#### Document extract:
[Begin]
Pattern: Garden Party by Laura Patterson (Ravelry)

Yarn: JaggerSpun Zephyr Wool-Silk 2/18; Colorway: Ruby

Needles: Knit Picks Options Harmony 3.75 mm / US 5

Modifications: One that I thought was no big deal, but came to bite me in the butt when I was blocking.

There are 2 other knitters who also test-knit this shawl, and the pattern is released and ready for PDF download.

Other than just the overall beauty of the shawl with all the lovely flowers and leaves, the best part of it is the construction. Not that I’ve knit a lot of shawls, but I’ve never seen anything like it. There’s a center panel of leaves that you knit first and it seems like it’s just going to end up being a rectangle, but when you get to the end of that section, it ends in a point. Kind of like a long rectangle with a triangle at the end.

Garden Party Triangle Shawl

Next you knit the rows on the right side of the shawl while you pick up the stitches from the center section. As you get to that center point of the rectangle, you stop and put those stitches on a stitch holder. Since I was knitting with the Knit Picks Options cables, I was able to just leave the cable there, take of the needle points and start the next section.

Garden Party (Right Side)

The left side is knit exactly like the right picking up those center panel stitches until you get to the center point and then you join the waiting stitches from the right side and continue knitting back and forth while working decreases to shape the triangular point of the shawl.

Garden Party 4

The final step is the large border that you start on one side of the shawl and knit back and forth while picking up the stitches along the edge of the shawl until you come to the center. Here’s where I screwed up.
[End]
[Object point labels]
[Begin]
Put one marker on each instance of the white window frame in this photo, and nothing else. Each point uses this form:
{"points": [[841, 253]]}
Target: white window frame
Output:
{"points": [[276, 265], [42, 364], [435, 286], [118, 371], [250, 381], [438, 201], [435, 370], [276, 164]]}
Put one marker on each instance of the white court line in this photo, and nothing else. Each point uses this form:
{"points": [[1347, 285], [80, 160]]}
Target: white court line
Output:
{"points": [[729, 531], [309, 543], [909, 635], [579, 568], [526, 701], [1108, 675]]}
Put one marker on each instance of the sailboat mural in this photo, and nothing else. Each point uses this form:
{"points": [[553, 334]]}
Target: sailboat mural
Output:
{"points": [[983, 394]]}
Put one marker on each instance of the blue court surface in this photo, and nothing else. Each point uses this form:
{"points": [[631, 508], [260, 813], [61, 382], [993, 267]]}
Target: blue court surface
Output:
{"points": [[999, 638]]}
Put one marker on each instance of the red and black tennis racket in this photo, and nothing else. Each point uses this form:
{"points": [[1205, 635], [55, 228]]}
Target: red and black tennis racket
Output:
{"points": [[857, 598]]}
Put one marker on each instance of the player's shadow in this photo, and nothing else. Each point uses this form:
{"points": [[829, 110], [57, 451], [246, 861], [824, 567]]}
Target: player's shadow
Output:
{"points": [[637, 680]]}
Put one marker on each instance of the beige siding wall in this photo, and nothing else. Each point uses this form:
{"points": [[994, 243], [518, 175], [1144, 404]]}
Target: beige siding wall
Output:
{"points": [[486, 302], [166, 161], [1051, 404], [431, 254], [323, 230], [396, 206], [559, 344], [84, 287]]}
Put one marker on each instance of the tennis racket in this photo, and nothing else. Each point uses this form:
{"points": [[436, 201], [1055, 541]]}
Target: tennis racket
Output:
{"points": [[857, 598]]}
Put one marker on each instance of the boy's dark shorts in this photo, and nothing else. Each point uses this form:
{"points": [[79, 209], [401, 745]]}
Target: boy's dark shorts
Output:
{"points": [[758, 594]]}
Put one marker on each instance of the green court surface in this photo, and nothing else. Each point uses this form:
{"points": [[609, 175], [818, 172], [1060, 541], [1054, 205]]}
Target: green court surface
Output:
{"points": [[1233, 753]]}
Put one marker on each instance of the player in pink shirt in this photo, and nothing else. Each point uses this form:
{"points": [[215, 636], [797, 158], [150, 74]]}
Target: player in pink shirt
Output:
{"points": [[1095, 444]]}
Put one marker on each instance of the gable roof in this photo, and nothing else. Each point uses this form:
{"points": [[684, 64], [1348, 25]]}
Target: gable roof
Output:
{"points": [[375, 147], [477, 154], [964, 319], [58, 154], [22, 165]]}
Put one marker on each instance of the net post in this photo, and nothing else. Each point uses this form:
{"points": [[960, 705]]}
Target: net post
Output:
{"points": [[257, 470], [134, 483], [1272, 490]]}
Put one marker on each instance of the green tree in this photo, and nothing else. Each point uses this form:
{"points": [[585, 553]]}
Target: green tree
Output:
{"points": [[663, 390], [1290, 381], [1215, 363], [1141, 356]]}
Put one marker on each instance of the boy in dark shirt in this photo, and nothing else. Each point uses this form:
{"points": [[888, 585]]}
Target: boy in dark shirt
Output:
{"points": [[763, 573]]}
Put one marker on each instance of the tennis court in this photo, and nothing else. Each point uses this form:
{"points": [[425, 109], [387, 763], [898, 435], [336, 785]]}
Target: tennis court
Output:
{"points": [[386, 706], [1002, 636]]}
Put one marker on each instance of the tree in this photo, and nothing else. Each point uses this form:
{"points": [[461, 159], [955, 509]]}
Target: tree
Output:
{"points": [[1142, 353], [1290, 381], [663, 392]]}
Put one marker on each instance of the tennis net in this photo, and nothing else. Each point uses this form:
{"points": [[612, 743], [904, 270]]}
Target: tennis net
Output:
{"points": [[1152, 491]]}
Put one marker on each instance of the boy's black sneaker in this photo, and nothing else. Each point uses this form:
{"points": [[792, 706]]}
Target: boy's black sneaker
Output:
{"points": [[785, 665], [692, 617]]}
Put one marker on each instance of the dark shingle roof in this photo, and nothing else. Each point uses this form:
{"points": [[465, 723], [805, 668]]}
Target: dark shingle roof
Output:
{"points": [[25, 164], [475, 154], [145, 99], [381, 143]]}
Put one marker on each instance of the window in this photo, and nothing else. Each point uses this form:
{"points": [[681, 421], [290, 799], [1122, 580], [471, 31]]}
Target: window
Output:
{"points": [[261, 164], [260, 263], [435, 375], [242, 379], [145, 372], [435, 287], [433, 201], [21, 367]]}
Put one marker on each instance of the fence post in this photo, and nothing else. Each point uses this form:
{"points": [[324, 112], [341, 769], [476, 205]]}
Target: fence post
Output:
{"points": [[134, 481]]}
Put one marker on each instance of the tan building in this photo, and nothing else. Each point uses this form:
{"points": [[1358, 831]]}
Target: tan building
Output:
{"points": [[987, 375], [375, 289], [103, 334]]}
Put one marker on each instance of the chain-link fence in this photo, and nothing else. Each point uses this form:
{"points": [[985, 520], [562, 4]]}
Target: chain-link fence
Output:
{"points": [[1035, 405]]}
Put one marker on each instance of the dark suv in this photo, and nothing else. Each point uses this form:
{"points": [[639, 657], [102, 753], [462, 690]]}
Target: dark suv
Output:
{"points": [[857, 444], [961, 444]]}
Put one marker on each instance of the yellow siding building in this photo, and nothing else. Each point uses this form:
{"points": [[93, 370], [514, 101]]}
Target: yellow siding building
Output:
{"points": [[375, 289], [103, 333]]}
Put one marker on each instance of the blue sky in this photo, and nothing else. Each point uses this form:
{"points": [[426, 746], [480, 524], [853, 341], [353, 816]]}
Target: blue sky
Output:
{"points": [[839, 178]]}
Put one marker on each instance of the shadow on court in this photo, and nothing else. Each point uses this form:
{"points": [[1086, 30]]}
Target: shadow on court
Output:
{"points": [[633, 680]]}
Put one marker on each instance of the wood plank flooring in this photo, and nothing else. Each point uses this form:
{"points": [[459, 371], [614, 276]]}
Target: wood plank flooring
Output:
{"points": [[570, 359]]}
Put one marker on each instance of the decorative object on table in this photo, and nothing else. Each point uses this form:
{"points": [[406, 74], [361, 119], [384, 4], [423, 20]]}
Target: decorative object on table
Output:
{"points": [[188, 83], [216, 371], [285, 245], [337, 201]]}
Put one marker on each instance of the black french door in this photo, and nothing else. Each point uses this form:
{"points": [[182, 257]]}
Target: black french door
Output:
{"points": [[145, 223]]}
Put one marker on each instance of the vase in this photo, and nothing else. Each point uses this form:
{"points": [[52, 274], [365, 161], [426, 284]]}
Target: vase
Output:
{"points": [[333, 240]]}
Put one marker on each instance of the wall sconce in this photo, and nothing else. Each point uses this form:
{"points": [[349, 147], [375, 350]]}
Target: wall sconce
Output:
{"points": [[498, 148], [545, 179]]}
[End]
#### Required actions:
(a) From the Garden Party shawl post:
(i) What needle size was used?
(ii) Which section of the shawl is knit first?
(iii) Where do the stitches go when the right side reaches the center point?
(b) Finish out the next part of the Garden Party shawl post, picking up right after its last sentence.

#### Results:
(a)
(i) 3.75 mm (US 5)
(ii) The center panel of leaves
(iii) On a stitch holder

(b)
Garden Party triangle border tip

Somehow my counting was “off” (won’t be the first time, won’t be the last) and as I approached the center point, I discovered that I was on the wrong row and the center border panel wasn’t going to be centered at the triangles point. So I tried to fudge. Let me emphasize that word “try”. Instead of figuring out where I went wrong and ripping back, I continued on, and omitted a lot of the “knitting into the same stitch twice” rows. Because of this, when I blocked, I didn’t have enough ease at the point, so I had to stretch that yarn into submission like it was on some kind of torture device from medieval times. Although it worked overall, it was a great learning lesson and I’ll never do it again.

Garden Party 5

Obviously after you get through the center point, you continue knitting the border along the next side and then block and enjoy the masterpiece you created. I’m very pleased with how this shawl turned out, but honestly all the credit goes to the designer. Bravo Laura!